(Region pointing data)

=-=-=

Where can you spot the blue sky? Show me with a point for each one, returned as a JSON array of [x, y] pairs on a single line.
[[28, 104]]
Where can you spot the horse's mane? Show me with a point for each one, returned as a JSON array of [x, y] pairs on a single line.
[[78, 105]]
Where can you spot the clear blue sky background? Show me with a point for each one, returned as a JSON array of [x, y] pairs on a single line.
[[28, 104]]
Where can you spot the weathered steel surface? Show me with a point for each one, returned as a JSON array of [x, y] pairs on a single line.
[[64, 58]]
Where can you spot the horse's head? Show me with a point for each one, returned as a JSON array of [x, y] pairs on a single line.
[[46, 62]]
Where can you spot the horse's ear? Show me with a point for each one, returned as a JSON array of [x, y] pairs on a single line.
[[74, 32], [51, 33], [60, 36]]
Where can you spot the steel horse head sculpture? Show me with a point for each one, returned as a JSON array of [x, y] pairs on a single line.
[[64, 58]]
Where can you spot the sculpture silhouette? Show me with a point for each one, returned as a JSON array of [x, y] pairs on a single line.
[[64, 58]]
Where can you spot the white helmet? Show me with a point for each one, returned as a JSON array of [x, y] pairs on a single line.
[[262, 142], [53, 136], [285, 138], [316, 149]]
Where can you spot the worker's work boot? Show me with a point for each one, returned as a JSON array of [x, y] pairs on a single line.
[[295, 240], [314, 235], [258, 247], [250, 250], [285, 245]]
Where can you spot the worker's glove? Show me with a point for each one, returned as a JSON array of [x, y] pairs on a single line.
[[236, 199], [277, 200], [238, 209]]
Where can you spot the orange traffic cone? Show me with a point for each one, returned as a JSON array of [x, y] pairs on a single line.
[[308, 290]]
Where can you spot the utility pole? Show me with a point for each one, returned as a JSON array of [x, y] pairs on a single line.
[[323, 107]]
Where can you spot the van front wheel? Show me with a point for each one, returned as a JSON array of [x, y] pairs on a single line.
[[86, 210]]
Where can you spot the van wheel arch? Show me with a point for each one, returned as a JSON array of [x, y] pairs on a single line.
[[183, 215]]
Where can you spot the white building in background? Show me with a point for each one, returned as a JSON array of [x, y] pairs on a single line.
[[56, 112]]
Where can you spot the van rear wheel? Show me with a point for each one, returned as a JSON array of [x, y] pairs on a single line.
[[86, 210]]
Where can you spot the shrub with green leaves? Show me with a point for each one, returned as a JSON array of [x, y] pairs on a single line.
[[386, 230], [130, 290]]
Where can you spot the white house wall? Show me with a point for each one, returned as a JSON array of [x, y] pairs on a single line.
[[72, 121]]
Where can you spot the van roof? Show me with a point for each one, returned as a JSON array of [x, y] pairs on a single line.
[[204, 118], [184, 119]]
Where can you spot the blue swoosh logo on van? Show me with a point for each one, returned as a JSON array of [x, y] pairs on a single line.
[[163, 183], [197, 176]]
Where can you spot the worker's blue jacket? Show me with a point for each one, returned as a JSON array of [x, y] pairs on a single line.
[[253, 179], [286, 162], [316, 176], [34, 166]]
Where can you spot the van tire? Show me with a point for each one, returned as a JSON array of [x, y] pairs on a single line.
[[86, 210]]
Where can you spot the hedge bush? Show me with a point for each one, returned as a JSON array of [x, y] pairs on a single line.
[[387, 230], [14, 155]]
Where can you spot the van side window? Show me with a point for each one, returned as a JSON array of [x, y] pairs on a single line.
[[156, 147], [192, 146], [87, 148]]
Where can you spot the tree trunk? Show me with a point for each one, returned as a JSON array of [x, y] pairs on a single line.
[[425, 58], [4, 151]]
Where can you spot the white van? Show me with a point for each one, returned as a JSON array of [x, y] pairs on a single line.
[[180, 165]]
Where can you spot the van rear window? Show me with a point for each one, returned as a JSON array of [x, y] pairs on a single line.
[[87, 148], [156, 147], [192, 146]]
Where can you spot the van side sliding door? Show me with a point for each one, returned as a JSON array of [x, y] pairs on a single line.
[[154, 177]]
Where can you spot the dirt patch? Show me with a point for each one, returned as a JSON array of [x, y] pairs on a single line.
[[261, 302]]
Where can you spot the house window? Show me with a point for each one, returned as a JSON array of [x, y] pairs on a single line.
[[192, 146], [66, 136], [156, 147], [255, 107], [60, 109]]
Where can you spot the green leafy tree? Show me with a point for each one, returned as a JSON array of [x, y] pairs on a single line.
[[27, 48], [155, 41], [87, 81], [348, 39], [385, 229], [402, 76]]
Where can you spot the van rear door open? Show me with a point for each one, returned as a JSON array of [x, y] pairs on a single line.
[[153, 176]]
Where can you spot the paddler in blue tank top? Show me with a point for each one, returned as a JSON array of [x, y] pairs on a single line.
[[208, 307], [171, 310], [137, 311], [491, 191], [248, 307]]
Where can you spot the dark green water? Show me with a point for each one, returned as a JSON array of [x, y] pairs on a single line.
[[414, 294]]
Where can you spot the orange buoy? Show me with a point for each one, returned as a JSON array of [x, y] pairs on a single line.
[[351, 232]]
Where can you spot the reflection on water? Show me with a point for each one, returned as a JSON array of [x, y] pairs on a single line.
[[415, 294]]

=-=-=

**WHAT THE TASK REQUIRES:** Each of the records above is to be reproduced word for word.

**OUTPUT FOR THIS TASK:**
Where can you spot the blue sky? Show me with a point for each one, returned as a JSON array of [x, y] pairs on a single line.
[[28, 104]]
Where can you spot the horse's mane? Show me with a point for each one, returned as a JSON array of [x, y] pairs on a single line.
[[78, 105]]
Where can you spot the clear blue sky background? Show me with a point for each one, returned as a JSON array of [x, y] pairs on a single line.
[[28, 104]]
Where can you spot the weathered steel surface? Show me with a point for each one, returned as a JSON array of [x, y] pairs on a single line.
[[64, 58]]
Where can you spot the horse's head? Show me with a point for each one, returned as a JSON array of [x, y] pairs on a single line.
[[46, 62]]
Where can you spot the horse's ear? Show me with a point for each one, returned as a JSON array of [x, y] pairs on a single line.
[[74, 32], [51, 33], [60, 36]]
Where can you spot the steel horse head sculpture? Show me with a point for each one, returned as a JSON array of [x, y] pairs on a single line.
[[64, 58]]
Where can you spot the sculpture silhouette? Show me with a point for each one, returned as a JSON array of [x, y] pairs on a single line.
[[64, 58]]
Where can you spot the white helmet? Show me with a point for each one, returned as a JSON array of [x, y] pairs on a single line.
[[262, 142], [53, 136], [285, 138], [316, 149]]
Where can you spot the worker's work boot? Show me with a point for each one, returned as a JSON array of [x, y] pairs on a single line.
[[295, 240], [314, 235], [258, 247], [250, 250], [285, 245]]
Where can you spot the worker's glove? Show me with a point for each one, returned as a JSON array of [x, y] pairs on a single line.
[[236, 199], [277, 200], [238, 209]]
Where can you spot the orange traffic cone? Show me with a point for each one, returned as a JSON array of [x, y] pairs on a single line.
[[308, 290]]
Where can you spot the utility pole? Show me with a point for each one, returned as a JSON array of [x, y] pairs on a single line.
[[323, 107]]
Where can you spot the van front wheel? Show me with a point for each one, returned as a JSON array of [x, y] pairs on a single line.
[[86, 210]]
Where can you spot the van wheel arch? Show me with a point for each one, returned as a JSON array of [x, y] pairs on a single line.
[[183, 215]]
Where can you spot the white building in background? Show me with a point for each one, returned as a JSON array of [x, y] pairs on a single line.
[[56, 112]]
Where can you spot the van rear wheel? Show me with a point for each one, returned as a JSON array of [x, y] pairs on a single line.
[[86, 210]]
Where can you spot the shrub with green leaves? Show me with a point for each one, returned as a JSON array of [x, y] pairs on a single line.
[[386, 230], [130, 290]]
Where can you spot the white house wall? Show me with a point for each one, returned as a JSON array of [x, y] pairs on a single line.
[[72, 121]]
Where can you spot the van roof? Show me with a point for each one, returned as a JSON array of [x, y] pairs on a single line.
[[204, 118], [184, 119]]
Where can you spot the blue swoosh logo on van? Show me with a point for each one, returned as a JSON array of [x, y] pairs on a single line.
[[163, 183], [197, 176]]
Where can you spot the worker's blue jacket? Show me with a point for each one, returned as a JSON array of [x, y] pairs on a single line.
[[253, 179], [286, 162], [316, 176], [34, 166]]
Where can you spot the van tire? Show me with a point for each one, returned as a JSON array of [x, y] pairs on a single line.
[[86, 210]]
Where can you spot the hedge bush? Show me with a point for each one, returned as a JSON array of [x, y] pairs on a single line.
[[387, 230], [14, 155]]
Where can you spot the van side window? Show me with a point for each one, returned as a JSON array of [x, y] pairs on a single line.
[[156, 147], [192, 146], [87, 148]]
Where can you spot the tree trunk? Show me with a point for each one, returned as a JSON array of [x, y] pairs on a single line.
[[425, 58], [4, 151]]
Where can you spot the white van? Show me with a point for each one, returned as a JSON array of [x, y] pairs on a single line.
[[180, 165]]
Where can you spot the van rear window? Show me with a point for each one, returned as a JSON array of [x, y] pairs on a single line.
[[87, 148], [156, 147], [192, 146]]
Where can you spot the van side sliding door? Show me with a point for each one, returned as a JSON array of [x, y] pairs on a single line.
[[154, 177]]
Where can you spot the dirt patch? Show me with a point for each one, returned as a JSON array of [x, y] pairs on a single line.
[[261, 302]]
Where can you spot the house window? Show me with a point for each one, returned as a JSON array of [x, y] pairs on a single line.
[[192, 146], [66, 136], [156, 147], [255, 107], [60, 109]]
Where can you spot the green leafy tree? Show me with a point for each one, returned as a JSON array of [x, y] pairs on a single line.
[[27, 48], [155, 41], [87, 81], [348, 39], [385, 229], [402, 76]]
Where can you spot the van rear door open? Show me with a point for each one, returned as a JSON array of [x, y] pairs on a single line.
[[153, 176]]
Where can you spot the paddler in blue tank top? Show me with a point for each one, returned as a JSON array of [x, y] pairs on a single line.
[[208, 307], [171, 310], [137, 311], [491, 191], [248, 307]]
Where can you spot the dark green water? Show me with a point for each one, returned as a JSON array of [x, y] pairs on a single line.
[[414, 294]]
Where can you spot the orange buoy? Show me with a point for each one, returned as a JSON array of [x, y] pairs on a single line.
[[351, 232]]
Where can you spot the reflection on water? Show me with a point for each one, returned as a JSON array of [x, y] pairs on a single line.
[[415, 294]]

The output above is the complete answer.